TASK TO COMPLETE> Using the data below, report how many lines hold the word "rough". Include nothing else in the reply.

RECORDS TO USE>

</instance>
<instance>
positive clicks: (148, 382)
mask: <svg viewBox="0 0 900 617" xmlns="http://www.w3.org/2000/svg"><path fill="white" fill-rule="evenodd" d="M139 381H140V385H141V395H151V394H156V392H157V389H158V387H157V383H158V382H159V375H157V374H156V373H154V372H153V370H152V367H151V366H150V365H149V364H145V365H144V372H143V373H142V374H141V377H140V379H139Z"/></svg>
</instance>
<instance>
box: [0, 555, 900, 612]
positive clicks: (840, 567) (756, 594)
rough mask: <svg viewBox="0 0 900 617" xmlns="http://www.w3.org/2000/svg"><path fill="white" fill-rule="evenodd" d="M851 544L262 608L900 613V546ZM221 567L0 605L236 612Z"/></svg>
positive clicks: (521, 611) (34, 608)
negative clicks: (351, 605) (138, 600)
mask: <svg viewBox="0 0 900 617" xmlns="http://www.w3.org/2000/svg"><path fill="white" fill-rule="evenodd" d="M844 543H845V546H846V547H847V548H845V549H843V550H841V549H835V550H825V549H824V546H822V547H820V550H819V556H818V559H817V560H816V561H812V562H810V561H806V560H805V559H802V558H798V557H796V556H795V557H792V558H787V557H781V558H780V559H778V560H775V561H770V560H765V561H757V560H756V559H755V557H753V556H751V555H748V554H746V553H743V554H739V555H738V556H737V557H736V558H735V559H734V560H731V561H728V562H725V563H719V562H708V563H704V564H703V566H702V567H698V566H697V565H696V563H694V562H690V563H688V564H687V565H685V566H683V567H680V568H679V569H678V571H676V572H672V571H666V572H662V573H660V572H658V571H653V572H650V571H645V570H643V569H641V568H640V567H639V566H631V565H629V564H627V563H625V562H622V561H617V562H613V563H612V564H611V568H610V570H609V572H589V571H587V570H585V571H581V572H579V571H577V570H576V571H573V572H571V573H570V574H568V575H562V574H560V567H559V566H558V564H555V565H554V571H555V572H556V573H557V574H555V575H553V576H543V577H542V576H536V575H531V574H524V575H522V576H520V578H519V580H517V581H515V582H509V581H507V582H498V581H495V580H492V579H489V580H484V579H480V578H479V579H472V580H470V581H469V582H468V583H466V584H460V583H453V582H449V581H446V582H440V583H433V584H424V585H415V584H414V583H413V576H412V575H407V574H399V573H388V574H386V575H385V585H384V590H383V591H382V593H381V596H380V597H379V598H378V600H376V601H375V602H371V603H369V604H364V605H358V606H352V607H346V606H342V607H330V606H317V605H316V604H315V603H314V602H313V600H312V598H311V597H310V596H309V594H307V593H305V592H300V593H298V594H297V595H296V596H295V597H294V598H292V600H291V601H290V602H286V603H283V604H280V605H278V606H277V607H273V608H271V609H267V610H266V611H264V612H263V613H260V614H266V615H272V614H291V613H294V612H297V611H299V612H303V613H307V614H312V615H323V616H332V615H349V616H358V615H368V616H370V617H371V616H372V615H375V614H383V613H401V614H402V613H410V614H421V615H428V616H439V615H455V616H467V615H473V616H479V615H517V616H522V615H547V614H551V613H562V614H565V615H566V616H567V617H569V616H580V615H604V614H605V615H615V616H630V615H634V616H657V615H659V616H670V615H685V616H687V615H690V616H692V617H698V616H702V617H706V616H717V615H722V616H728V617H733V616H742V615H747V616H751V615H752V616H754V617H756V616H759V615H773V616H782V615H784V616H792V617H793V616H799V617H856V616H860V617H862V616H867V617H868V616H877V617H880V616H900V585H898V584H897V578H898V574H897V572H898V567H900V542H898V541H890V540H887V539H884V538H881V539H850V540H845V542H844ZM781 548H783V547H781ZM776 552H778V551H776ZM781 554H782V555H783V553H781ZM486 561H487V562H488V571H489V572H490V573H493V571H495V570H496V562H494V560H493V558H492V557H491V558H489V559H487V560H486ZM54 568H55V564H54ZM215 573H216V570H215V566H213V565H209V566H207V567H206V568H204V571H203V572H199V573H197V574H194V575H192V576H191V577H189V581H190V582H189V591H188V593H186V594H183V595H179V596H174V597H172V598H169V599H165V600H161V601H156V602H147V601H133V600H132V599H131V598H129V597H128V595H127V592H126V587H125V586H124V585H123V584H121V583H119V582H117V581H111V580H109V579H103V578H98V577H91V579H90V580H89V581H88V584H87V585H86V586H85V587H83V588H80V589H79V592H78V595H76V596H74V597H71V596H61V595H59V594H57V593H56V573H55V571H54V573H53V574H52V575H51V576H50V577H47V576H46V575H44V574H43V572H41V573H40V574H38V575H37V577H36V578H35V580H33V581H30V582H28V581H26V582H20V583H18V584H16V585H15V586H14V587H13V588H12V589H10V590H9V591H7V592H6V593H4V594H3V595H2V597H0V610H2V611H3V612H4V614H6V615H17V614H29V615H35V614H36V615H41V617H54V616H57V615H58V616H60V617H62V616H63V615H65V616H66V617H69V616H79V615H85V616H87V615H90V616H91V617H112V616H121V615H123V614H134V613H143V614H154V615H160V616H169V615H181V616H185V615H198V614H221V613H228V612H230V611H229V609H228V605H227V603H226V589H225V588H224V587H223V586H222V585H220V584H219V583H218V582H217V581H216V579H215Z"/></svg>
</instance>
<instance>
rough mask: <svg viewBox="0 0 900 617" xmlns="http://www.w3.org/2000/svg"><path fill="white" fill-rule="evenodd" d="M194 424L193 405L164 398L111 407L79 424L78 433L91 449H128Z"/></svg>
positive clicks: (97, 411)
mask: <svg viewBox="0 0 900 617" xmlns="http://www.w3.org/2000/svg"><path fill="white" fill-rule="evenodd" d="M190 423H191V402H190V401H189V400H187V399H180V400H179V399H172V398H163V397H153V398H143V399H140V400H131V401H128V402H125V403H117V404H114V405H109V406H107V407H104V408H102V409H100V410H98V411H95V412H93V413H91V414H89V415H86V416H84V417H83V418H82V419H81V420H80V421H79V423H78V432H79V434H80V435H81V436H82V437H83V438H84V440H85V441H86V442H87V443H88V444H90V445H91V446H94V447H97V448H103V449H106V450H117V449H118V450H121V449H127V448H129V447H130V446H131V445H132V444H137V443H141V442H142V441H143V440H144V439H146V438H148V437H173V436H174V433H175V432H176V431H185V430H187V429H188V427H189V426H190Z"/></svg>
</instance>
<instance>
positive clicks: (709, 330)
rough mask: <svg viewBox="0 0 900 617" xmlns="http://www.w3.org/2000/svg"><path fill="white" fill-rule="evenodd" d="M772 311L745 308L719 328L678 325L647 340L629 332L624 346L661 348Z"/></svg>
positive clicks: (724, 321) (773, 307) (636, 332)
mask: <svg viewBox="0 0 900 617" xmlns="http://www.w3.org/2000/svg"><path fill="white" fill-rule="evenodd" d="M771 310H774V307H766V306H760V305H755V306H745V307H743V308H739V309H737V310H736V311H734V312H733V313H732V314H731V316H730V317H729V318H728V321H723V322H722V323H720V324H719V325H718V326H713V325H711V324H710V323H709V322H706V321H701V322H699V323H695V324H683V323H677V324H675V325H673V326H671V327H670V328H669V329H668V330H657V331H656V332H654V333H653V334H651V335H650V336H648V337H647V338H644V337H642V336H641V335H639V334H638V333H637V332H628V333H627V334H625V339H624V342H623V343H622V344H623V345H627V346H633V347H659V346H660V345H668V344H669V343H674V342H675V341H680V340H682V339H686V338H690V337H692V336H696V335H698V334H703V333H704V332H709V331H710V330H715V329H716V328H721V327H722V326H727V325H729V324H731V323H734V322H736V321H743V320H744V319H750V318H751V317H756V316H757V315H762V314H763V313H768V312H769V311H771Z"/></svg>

TASK OUTPUT> 3